Leaving out the pictures, retype all the material exactly.
^^^^
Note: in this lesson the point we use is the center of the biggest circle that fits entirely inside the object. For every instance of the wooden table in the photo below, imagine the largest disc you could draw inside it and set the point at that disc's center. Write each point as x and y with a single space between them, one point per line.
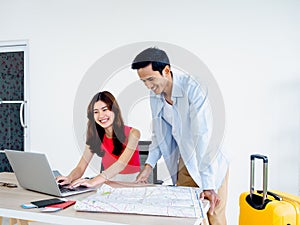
12 198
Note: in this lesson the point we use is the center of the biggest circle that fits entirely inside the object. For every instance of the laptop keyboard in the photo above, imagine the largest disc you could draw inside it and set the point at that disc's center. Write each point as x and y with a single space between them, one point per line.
65 189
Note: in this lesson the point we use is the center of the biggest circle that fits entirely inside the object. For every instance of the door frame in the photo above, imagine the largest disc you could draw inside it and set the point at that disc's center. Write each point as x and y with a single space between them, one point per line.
15 46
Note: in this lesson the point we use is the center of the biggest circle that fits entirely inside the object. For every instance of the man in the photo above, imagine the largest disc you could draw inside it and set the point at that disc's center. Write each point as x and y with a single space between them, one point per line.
182 125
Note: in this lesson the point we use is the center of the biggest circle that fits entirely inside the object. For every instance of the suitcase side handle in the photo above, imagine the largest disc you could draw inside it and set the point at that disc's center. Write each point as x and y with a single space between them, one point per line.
275 196
265 175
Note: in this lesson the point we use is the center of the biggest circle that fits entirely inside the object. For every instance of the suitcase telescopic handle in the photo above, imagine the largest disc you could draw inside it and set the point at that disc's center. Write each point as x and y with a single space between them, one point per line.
265 175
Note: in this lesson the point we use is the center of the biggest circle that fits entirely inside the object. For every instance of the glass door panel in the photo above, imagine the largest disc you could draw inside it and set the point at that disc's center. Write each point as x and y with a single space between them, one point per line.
12 101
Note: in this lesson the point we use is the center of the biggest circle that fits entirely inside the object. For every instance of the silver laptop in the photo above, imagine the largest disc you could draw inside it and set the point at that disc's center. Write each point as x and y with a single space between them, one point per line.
33 172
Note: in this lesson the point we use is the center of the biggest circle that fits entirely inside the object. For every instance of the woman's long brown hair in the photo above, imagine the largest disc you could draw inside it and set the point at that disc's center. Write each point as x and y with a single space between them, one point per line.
95 132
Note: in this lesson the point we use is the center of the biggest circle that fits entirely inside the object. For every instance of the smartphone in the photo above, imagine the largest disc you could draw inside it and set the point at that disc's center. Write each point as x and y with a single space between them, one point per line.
46 202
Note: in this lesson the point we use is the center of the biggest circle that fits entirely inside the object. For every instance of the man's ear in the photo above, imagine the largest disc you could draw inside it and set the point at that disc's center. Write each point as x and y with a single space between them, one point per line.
166 70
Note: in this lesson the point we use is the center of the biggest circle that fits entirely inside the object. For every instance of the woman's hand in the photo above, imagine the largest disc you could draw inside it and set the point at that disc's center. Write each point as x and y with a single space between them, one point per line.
82 182
213 198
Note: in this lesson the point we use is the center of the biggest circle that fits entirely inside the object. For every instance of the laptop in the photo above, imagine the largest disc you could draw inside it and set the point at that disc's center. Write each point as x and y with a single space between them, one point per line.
33 172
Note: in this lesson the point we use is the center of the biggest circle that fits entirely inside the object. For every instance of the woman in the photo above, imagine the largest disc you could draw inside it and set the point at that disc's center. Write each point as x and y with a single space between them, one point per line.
109 138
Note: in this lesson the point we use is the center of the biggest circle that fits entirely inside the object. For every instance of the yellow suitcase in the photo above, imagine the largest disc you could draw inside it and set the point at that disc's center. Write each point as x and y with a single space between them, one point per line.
265 207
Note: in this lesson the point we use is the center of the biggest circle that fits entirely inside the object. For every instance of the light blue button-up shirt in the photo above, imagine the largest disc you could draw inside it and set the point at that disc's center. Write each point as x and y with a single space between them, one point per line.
188 136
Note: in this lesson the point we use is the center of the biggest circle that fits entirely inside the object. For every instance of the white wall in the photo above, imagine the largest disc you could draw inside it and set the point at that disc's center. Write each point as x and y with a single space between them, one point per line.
251 47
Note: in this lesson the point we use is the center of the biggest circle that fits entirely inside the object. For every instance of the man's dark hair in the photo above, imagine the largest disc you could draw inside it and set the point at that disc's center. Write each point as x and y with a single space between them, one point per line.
157 57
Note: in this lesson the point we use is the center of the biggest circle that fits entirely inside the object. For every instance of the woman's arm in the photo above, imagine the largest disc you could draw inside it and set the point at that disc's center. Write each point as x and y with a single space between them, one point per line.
118 166
79 170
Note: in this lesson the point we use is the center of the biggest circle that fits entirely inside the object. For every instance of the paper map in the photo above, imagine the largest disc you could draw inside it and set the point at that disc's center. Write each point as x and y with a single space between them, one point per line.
^^^^
Answer to the task
Note: in this lesson the point we use is the center of the biggest circle that fits entirely inside the object. For every instance of the wooden table in the photo below, imagine the largest disc you could draw inside it and set the point at that disc's center. Write each point as x and y with a single space between them, one point per line.
12 198
Note: in this lesson the point we use is the center of the biggest circle that fits entirely inside the object. For every instance of the laptop keyboard in the photo above, imagine the largest disc you could draw inside it and set the point at that disc's center. Write each point as x and y with a single space between them, one point per line.
65 189
Note: in this lesson the point we use is the center of the biggest circle that fits entirely inside the object. For every instance of the door frame in the photo above, imagine the largest disc you could draw inside it and set the point at that disc's center. Write each point as x and y with a single space between them, one point per line.
15 46
Note: in this lesson the point we use is the center of the biggest circle that fits entirely inside the object. For every instance of the man in the photo above, imagine the largest disc you could draw inside it and set the point at that disc's center. Write each point as x and y with a single space between them, one point per line.
182 125
Note: in this lesson the point we use is the center of the biggest circle that fits entirely inside the object. For every instance of the suitcase side handle in the photo above, imagine the largest disc you could draw inside it and set the point at that disc's center. Write each point as x and y with a single space between them, one point per line.
275 196
265 175
Note: in this lesson the point we use is the center of the biggest circle that fits entirely inside the object. For every instance of the suitcase telescopic handle in the photo above, imagine the largest disc you could draw inside it and set the point at that disc's center. Write each point as x and y with a single space between them, one point per line.
265 175
Note: in this lesson the point we use is the center of the biggest circle that fits entirely inside the object. For every instance of the glass door panel in the photo above, imagine the largest disc you could draw inside it and set the point at that disc's center. Write each point as x and y with a single space between them, one point per line.
12 101
Note: in this lesson the point we use is the center of the biggest circle that fits entirely inside the object. For every instance of the silver laptop in the photo above, imagine the largest disc you could draw inside it and set the point at that disc's center. Write each point as x and y with a single space between them, one point per line.
33 172
Note: in this lesson the point we use is the center of the biggest circle that fits entirely inside the object. For every instance of the woman's long brown hair in the photo above, imagine the largest disc you could draw inside it and set the point at that disc's center. Write each point as x and y with a single space between them, one point per line.
95 132
Note: in this lesson the point we use is the center of the biggest circle that fits entirely inside the object. For every instance of the smartphone in the photo above, imagine the largest disc you could draw inside it and set the point at that disc's center. Write each point as x and y with a single space between them, one point per line.
46 202
Note: in this lesson the point we use is the center of the biggest circle that fits entirely inside the object. For every instance of the man's ear in the photo above, imagine the largest disc you could draw inside it and set the point at that disc's center. Write each point as x and y with a single space between them, one point per line.
166 70
Note: in this lesson the point we use is the center of the biggest circle that fits entirely inside the object. For every instance of the woman's hand in the photo above, imagine the largest disc you could draw inside it and set the point at that disc's center. Write each point as x and y with a single space between them, one point per line.
82 182
213 198
Note: in this lesson the point we use is the center of the biggest circle that fits entirely inside the object. For every instance of the laptop in the photo above, imagine the largest disc you could draw inside it and set the point at that disc's center. Write each point as x and y with a single space between them, one point per line.
33 172
Note: in this lesson the point we use is the center of the biggest circle that fits entirely inside the object. For every instance of the woman in the photo above, imagine the largest disc you could draw inside it and set the point at that disc's center. Write each point as x and y with a single space between them, one point per line.
109 138
Note: in this lesson the point we use is the center of the biggest circle that fits entirely inside the object. For every instance of the yellow suitcase in the photo above, imagine the largest disc you could draw inside it and set the point at that disc's center. Write each point as x and y with a single space between them, one point per line.
265 207
Note: in this lesson the point we use is the center of the biggest circle that fits entirely inside the object. For every instance of the light blue button-up shirt in the photo above, imagine the largest disc you could draw inside it and set the point at that disc's center. Write each point as x and y with a single space between them, one point per line.
188 136
Note: in this lesson the point we use is the center of the biggest circle that fits entirely inside the object. For every instance of the white wall in the photo above, imagine the largest disc you could draw inside it and set the point at that disc's center. Write each point as x and y with a single space between them, one point per line.
251 47
Note: in this lesson the point we use is the center of the biggest circle that fits entirely inside the object. For every instance of the man's dark hair in the photo above, imagine the largest disc you could draw inside it and set the point at that disc's center. Write each point as x and y with a single space between them, one point per line.
157 57
Note: in this lesson the point we use is the center of the biggest circle that fits entirely inside the object. For every instance of the woman's arm in the photo above, imagine the largest disc you could draw inside it and set the point at that disc's center. Write each point as x and y with a single space between them, one point per line.
118 166
79 170
Note: in this lesson the point we use is the center of the biggest circle that fits entirely inside the object. For every instance of the paper map in the photo above, imagine the largest disc you could draw inside it and set the point at that disc's center. Write each point as x and y with a single space between them, one point per line.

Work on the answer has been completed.